- Text excerpt
========================

‘Zombies’ invade Western New York in locally produced film
The undead have made their way to a chicken and bee farm in Western New York, and it’s all been caught on film.
The zombie genre has been a hot commodity of late on television and film, and a group of producers and actors have taken over the five-acre farm of Eran Colbus to join the gory trend. The film “Within” has been filming on the spacious farm land in Ransomville for a few months, and a recent breezy Sunday afternoon saw the group preparing for the night’s shoot, which was the film’s climactic final scene.
Produced by Little Sicily Productions and directed by Ken Consentino, the film will star Noah Wisniewski as Danny and Cynthia LaForest-Gerber as Danny’s mother Katrina. As in most of the recent zombie apocalypse films and shows that have become so wildly popular, a spreading blood-borne disease creates an army of undead seeking to feast on the living. But rather than give up, Danny and Katrina pull together a mish-mosh of people eager to fight the zombies.
But unlike many of the other zombie-focused productions as of late, the backstory of the group is just as important, if not more important, than the fact that the dead have come back to life to feast on the living.
“It’s a bit like ‘Night of the Living Dead’ in that there are five strangers all in a house surviving the zombie apocalypse,” Consentino said. “All these people get stuck in a house and tensions rise, trying to survive it.”
Written by Jon Ferrari, the production is all Western New York; from makeup artists and actors to writers and producers. Having such a small group of people can have its disadvantages, but for LaForest-Gerber, she said the experience has shown her that there are a lot of diamonds in the rough in the area who are looking for a chance like this to show off their talents.
“Living in this area, there’s lot of untapped resources. Lot of the reason is because there’s not a lot of opportunity, so when an opportunity comes knocking you open the door,” she said. “So I opened the door and this has been amazing.”
The one star of the film that won’t get a film credit is the farm where the film is being shot. For Colbus, who keeps bees and chickens on his expansive farm, having a film crew take over his property has been a truly remarkable experience.
“My friend… put out a request on Facebook asking ‘Does anybody have a farm house we could use for shooting of this film?’ I knew nothing about it. They came by, checked it out… I had no idea they were going to take over my entire house seven weekends consecutively,” he said. “In no way did I ever suspect that it would turn in to what I think is a rather serious movie. These people are not weekend warriors, these people are gung ho.”
At least two independent film distributors have voiced an interest in releasing the film, but Consentino is dreaming big, now that the production is all but wrapped up.
“We’re going to wait because there’s probably going to be interest once we have a finished product to show major distributors. Who knows?”

========================

- Records from a collection
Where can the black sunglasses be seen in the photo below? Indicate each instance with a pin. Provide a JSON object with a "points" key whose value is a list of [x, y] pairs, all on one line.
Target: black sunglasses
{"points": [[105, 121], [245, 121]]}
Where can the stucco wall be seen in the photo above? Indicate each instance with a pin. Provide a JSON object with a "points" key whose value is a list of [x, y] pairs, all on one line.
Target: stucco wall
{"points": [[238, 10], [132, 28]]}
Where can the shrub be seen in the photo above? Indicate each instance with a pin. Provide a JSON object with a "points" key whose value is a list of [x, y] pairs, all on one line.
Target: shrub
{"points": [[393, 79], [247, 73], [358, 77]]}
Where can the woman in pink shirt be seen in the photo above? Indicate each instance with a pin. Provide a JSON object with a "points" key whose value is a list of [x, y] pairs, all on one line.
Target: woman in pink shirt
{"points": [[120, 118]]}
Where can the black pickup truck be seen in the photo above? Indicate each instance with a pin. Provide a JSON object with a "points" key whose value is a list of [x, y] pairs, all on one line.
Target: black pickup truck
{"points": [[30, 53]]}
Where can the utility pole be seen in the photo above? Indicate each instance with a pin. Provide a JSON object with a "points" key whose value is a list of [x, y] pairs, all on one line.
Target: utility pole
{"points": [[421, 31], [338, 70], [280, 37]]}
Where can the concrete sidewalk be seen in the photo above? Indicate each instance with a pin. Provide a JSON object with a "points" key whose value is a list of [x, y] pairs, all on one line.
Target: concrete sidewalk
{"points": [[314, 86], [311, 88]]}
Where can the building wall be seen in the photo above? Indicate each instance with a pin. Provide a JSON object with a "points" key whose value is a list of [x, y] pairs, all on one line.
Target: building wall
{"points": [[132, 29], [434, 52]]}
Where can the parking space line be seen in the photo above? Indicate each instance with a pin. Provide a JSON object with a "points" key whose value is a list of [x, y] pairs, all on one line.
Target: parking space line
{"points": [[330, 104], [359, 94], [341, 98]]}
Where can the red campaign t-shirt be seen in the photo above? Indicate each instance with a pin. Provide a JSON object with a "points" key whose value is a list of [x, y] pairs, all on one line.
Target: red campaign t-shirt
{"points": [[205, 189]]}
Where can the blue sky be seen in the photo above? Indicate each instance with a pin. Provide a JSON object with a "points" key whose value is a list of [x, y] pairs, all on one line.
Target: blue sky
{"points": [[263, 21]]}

========================

- Problem statement
In the article about the locally produced zombie film, rewrite the paragraph beginning "Produced by Little Sicily Productions" as a short bulleted list that keeps its main facts.

- Result
- Producer: Little Sicily Productions
- Director: Ken Consentino
- Stars: Noah Wisniewski as Danny and Cynthia LaForest-Gerber as Katrina, Danny's mother
- Premise: a spreading blood-borne disease creates an army of undead who seek to feast on the living, as in most recent zombie apocalypse films and shows
- Twist: instead of giving up, Danny and Katrina gather a mix of people eager to fight the zombies